» **Raw data**
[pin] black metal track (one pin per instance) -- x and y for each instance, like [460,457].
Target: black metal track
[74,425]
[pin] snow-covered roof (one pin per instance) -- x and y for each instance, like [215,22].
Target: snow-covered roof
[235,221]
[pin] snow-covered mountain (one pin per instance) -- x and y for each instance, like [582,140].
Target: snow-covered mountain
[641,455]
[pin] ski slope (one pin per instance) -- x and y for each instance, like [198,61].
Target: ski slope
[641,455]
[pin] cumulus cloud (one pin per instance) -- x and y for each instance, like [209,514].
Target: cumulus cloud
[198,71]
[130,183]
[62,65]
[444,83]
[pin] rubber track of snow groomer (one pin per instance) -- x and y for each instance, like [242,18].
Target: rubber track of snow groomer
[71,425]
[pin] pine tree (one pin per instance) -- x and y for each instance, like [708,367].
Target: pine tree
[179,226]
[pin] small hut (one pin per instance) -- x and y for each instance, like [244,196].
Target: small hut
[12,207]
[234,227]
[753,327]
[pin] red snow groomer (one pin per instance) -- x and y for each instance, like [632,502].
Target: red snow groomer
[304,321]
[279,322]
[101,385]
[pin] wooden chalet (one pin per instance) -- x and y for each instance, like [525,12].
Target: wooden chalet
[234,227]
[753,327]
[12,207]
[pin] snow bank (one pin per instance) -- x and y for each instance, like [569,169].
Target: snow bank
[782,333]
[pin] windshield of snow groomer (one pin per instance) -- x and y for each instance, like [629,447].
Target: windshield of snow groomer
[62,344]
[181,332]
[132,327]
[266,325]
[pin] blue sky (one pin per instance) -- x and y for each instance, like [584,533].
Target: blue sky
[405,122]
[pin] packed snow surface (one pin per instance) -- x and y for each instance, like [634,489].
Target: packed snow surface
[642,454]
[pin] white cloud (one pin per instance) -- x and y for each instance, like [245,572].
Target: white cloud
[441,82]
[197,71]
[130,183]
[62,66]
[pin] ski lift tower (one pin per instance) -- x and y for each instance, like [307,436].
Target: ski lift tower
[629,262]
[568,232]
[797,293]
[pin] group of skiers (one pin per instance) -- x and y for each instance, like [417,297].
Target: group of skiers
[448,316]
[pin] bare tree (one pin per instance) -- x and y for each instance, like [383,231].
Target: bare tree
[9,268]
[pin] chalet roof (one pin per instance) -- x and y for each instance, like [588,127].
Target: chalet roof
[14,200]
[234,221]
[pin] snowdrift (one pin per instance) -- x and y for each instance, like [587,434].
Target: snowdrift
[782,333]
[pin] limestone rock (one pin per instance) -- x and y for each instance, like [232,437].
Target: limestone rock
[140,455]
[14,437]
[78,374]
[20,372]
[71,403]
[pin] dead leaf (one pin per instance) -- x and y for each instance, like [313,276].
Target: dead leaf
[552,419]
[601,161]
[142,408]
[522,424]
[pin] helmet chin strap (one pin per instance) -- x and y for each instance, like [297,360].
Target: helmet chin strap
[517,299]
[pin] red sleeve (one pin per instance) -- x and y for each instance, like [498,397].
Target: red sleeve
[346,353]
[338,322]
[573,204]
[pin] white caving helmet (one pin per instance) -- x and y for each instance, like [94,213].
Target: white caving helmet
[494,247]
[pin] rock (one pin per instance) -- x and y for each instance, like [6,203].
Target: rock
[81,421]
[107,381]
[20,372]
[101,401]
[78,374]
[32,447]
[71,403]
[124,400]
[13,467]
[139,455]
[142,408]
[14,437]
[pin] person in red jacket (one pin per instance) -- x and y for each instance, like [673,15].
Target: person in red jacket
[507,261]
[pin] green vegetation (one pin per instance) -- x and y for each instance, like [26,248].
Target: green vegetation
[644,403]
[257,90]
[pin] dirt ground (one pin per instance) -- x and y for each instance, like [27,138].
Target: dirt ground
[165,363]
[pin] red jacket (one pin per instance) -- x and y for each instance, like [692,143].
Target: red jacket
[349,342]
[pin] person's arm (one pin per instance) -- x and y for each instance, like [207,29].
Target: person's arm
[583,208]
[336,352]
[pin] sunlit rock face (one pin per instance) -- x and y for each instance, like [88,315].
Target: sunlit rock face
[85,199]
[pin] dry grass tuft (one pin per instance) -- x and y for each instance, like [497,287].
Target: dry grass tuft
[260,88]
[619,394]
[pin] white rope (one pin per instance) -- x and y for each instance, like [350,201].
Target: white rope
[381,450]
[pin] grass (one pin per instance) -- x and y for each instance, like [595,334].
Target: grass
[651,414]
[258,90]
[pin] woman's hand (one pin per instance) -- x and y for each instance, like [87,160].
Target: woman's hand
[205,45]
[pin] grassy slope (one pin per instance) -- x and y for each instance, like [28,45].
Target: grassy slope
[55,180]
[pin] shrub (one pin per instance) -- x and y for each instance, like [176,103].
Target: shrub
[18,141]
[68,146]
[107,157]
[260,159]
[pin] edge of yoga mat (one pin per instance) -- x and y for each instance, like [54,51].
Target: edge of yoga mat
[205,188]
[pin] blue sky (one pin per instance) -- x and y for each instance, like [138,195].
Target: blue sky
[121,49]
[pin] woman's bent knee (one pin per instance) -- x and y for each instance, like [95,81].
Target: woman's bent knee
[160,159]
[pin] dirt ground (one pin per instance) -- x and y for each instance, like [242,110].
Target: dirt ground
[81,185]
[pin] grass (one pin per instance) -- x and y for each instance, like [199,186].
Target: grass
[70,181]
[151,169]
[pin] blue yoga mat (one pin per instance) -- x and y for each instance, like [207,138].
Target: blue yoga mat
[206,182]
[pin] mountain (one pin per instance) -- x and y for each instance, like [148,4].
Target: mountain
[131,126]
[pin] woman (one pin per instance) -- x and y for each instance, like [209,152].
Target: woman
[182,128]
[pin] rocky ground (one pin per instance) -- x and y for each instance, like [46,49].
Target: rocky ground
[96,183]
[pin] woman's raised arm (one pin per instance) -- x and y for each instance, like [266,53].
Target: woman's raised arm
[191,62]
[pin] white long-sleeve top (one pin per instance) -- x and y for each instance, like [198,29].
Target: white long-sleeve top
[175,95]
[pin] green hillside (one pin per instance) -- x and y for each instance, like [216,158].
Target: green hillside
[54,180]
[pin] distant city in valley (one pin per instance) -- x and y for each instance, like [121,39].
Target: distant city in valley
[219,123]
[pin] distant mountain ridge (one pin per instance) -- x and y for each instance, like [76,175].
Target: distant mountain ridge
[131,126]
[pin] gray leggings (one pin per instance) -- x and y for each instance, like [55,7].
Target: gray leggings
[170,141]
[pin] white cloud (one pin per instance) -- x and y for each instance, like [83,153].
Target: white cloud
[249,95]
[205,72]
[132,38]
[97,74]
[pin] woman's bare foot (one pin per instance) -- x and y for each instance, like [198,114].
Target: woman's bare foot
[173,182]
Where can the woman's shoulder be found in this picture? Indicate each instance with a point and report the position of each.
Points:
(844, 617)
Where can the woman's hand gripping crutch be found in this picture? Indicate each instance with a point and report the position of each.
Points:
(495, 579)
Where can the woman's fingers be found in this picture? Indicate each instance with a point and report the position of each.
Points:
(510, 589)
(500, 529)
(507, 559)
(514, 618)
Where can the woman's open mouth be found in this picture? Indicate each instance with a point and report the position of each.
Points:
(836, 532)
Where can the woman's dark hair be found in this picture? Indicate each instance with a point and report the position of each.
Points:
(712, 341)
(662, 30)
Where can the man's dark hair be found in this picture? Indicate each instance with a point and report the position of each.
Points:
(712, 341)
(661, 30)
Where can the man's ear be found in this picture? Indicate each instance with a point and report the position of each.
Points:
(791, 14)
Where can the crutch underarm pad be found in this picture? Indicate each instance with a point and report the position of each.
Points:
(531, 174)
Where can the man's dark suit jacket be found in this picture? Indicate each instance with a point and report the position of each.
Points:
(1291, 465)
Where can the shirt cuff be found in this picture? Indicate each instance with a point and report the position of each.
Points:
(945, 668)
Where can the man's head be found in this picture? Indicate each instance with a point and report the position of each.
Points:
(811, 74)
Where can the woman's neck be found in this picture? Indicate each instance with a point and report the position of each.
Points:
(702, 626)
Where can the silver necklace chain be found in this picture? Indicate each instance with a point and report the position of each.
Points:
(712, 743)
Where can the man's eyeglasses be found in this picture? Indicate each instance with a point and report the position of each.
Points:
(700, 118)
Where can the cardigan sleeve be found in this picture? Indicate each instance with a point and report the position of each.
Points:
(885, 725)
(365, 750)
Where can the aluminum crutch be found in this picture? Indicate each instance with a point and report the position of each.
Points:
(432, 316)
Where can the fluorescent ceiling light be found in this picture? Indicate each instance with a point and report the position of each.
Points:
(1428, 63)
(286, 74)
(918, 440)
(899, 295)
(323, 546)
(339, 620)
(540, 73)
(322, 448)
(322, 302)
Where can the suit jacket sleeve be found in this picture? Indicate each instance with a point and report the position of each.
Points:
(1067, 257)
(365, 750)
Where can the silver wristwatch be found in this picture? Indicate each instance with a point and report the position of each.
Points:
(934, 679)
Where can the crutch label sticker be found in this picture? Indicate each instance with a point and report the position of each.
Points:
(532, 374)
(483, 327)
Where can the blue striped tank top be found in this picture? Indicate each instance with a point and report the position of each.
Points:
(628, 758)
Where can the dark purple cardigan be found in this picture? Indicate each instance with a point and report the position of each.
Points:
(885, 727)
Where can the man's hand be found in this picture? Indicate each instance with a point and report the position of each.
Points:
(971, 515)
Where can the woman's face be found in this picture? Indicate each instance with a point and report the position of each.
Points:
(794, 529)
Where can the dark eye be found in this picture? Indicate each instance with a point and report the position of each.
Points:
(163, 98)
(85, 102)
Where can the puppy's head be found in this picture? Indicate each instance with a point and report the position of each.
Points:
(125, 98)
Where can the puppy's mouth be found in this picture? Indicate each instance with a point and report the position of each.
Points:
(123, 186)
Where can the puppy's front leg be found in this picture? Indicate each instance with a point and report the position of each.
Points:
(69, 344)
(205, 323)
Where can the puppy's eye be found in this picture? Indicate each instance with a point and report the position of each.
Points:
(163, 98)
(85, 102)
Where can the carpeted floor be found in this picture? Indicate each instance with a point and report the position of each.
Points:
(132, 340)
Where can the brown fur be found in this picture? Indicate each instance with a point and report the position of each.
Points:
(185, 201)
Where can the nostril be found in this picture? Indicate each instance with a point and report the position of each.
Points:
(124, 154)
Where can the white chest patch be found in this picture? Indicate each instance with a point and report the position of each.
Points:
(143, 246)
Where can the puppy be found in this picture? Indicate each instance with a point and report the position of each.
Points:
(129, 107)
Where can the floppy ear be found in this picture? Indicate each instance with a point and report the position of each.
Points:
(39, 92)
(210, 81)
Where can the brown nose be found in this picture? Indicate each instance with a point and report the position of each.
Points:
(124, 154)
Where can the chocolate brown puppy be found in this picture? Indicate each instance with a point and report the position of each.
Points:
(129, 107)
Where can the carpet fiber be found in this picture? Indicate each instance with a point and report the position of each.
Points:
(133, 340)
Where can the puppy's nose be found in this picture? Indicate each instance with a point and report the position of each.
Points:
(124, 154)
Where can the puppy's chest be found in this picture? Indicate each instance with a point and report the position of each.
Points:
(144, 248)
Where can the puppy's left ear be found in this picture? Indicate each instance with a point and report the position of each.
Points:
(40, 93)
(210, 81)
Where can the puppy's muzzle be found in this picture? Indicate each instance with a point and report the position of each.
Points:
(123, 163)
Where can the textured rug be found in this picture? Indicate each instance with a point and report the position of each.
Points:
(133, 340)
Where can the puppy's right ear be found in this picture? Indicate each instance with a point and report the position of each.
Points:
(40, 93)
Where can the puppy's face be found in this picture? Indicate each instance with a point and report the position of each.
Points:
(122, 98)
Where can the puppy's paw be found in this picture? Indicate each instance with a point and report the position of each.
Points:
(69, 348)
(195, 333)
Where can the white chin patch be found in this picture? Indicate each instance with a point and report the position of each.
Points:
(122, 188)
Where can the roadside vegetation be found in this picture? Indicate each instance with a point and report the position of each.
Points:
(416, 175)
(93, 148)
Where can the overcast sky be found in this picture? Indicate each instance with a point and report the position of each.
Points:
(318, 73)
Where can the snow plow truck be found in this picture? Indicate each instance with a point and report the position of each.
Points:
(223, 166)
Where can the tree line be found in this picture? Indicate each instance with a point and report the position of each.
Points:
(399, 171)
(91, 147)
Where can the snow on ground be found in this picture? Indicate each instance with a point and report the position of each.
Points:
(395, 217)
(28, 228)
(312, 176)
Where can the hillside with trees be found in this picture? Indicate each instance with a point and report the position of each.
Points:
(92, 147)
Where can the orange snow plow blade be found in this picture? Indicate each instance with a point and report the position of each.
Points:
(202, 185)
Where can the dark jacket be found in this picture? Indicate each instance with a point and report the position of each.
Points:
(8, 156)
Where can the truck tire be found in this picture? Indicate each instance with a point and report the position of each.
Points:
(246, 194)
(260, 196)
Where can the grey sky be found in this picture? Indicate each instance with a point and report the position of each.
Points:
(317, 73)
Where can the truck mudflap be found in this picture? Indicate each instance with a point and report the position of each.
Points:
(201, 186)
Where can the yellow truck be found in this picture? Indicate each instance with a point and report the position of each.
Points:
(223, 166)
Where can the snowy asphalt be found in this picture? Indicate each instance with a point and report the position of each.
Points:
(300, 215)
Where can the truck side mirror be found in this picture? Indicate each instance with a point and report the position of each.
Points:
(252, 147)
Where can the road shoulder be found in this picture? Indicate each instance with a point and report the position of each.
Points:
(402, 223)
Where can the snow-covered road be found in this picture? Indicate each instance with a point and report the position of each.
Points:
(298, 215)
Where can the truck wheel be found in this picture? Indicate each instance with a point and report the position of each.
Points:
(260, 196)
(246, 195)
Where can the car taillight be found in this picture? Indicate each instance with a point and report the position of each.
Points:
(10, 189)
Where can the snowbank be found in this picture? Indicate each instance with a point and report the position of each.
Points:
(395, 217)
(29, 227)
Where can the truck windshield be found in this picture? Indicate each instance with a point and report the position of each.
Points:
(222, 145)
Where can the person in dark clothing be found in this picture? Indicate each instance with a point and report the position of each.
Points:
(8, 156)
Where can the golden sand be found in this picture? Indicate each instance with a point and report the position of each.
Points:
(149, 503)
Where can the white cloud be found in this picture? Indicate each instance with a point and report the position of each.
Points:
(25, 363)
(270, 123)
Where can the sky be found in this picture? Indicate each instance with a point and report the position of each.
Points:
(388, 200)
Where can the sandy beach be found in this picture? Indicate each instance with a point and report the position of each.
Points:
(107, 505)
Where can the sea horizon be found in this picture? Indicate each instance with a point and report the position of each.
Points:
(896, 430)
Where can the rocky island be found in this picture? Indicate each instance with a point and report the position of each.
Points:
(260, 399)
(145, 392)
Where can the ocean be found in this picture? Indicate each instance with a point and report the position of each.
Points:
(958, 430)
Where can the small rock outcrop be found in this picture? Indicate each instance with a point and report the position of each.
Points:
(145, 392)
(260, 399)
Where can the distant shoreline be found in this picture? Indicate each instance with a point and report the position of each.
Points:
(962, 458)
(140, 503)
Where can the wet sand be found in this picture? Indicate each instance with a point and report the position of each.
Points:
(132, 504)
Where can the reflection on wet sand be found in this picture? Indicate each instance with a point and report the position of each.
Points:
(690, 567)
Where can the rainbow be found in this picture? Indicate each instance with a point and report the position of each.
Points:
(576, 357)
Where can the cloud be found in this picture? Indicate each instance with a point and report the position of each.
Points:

» **Work instruction**
Using only the entries above, output the line with "Target: rubber track of snow groomer", the line with "[pin] limestone rock", and all lines between them, exactly as they stand.

» **Response area**
Target: rubber track of snow groomer
[71,425]
[pin] pine tree (one pin per instance) -- x and y for each instance, like [708,367].
Target: pine tree
[179,226]
[pin] small hut (one pin per instance) -- x and y for each instance, like [244,196].
Target: small hut
[12,207]
[234,227]
[753,327]
[pin] red snow groomer (one pin per instance) -- x and y for each instance, like [632,502].
Target: red snow groomer
[304,321]
[279,322]
[101,385]
[pin] wooden chalet (one pin per instance) -- x and y for each instance, like [525,12].
Target: wooden chalet
[234,227]
[753,327]
[12,207]
[pin] snow bank (one pin per instance) -- x and y for each instance, like [569,169].
Target: snow bank
[782,333]
[pin] windshield of snow groomer (one pin per instance) -- x and y for each instance, like [629,447].
Target: windshield of snow groomer
[62,344]
[181,332]
[132,327]
[266,325]
[pin] blue sky (one pin per instance) -- x and y for each instance, like [584,533].
Target: blue sky
[405,122]
[pin] packed snow surface (one pin per instance) -- x and y for each instance, like [634,489].
Target: packed snow surface
[642,454]
[pin] white cloud (one pin per instance) -- x and y for each instance, like [245,572].
Target: white cloud
[441,82]
[197,71]
[130,183]
[62,66]
[pin] ski lift tower (one pin per instance) -- x and y for each instance, like [307,436].
Target: ski lift tower
[629,262]
[568,232]
[797,293]
[pin] group of skiers (one pin per instance) -- x and y for each instance, like [417,297].
Target: group of skiers
[448,316]
[pin] bare tree (one pin per instance) -- x and y for each instance, like [383,231].
Target: bare tree
[9,268]
[pin] chalet roof (one pin per instance) -- x and y for each instance, like [588,127].
Target: chalet roof
[14,200]
[234,221]
[pin] snowdrift (one pin per instance) -- x and y for each instance, like [587,434].
Target: snowdrift
[782,333]
[pin] limestone rock (one pin per instance) -- x and y for each instance, like [232,437].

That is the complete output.